## Data listing
○ ○ ○ ○
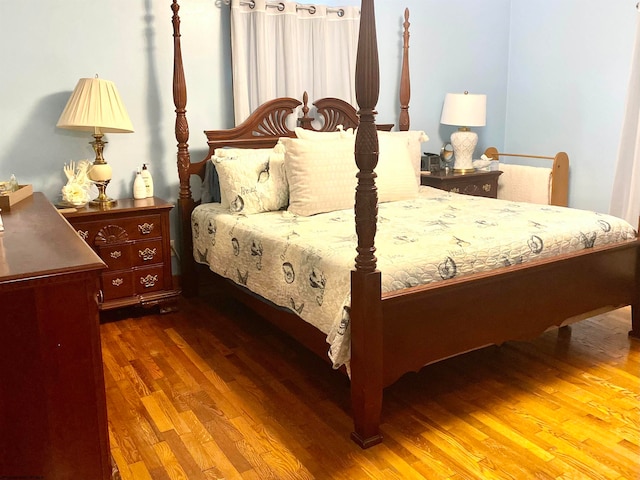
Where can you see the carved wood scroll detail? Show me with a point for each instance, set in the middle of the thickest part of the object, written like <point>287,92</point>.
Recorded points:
<point>111,234</point>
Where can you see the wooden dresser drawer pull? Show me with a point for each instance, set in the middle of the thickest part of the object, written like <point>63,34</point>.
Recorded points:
<point>147,254</point>
<point>148,281</point>
<point>145,228</point>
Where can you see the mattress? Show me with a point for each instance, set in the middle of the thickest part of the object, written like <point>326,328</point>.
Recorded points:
<point>304,263</point>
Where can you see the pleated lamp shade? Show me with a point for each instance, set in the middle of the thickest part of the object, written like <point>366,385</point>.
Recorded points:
<point>95,106</point>
<point>464,110</point>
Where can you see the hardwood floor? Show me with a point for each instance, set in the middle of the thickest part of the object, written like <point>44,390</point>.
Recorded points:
<point>212,392</point>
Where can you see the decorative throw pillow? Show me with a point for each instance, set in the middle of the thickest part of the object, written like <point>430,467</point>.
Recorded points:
<point>415,139</point>
<point>321,174</point>
<point>396,178</point>
<point>252,184</point>
<point>241,154</point>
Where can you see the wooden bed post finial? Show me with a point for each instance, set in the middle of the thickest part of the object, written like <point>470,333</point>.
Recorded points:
<point>180,102</point>
<point>366,148</point>
<point>185,201</point>
<point>405,86</point>
<point>366,281</point>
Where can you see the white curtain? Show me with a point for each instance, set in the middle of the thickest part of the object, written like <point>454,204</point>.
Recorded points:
<point>625,199</point>
<point>282,49</point>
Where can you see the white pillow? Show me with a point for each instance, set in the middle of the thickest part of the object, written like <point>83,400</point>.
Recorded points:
<point>321,174</point>
<point>253,184</point>
<point>414,139</point>
<point>396,177</point>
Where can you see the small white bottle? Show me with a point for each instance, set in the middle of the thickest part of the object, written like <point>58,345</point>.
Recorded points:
<point>139,189</point>
<point>148,181</point>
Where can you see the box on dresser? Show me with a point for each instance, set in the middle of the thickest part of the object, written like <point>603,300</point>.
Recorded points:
<point>133,239</point>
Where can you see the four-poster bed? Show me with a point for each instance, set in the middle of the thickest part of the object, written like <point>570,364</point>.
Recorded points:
<point>399,331</point>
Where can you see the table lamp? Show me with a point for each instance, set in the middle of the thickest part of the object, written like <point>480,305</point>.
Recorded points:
<point>95,106</point>
<point>464,110</point>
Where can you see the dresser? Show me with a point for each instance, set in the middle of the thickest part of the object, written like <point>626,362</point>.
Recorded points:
<point>133,239</point>
<point>478,183</point>
<point>53,415</point>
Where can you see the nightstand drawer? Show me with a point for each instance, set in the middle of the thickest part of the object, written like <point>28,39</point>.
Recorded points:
<point>119,230</point>
<point>117,284</point>
<point>148,279</point>
<point>116,256</point>
<point>479,184</point>
<point>147,253</point>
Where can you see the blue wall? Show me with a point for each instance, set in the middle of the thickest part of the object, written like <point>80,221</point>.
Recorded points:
<point>554,71</point>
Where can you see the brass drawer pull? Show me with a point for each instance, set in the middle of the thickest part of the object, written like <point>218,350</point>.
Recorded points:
<point>147,254</point>
<point>148,281</point>
<point>145,228</point>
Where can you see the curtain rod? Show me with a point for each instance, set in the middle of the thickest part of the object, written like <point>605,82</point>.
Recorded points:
<point>280,6</point>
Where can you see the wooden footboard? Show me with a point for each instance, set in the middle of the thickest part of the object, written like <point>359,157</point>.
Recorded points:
<point>559,194</point>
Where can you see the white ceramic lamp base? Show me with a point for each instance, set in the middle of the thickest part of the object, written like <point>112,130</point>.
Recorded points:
<point>464,144</point>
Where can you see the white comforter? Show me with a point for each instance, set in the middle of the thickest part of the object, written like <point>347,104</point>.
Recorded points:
<point>304,263</point>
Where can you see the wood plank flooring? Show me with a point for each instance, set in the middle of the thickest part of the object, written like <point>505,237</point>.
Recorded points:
<point>212,392</point>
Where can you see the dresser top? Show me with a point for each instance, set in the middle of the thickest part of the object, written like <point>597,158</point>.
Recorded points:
<point>38,242</point>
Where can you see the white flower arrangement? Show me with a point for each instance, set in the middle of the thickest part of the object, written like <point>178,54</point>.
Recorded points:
<point>76,191</point>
○ ○ ○ ○
Every line of the material above that has the string "pillow" needs pulling out.

## Solution below
Where can you see the decorative throw pillow? Show me with a point for each instance, set in the middle of the thickest part of the object, written like <point>430,467</point>.
Where can you see the white pillow? Show me with a point for each instance, set in the middle of the thickest part of the object, written like <point>83,400</point>.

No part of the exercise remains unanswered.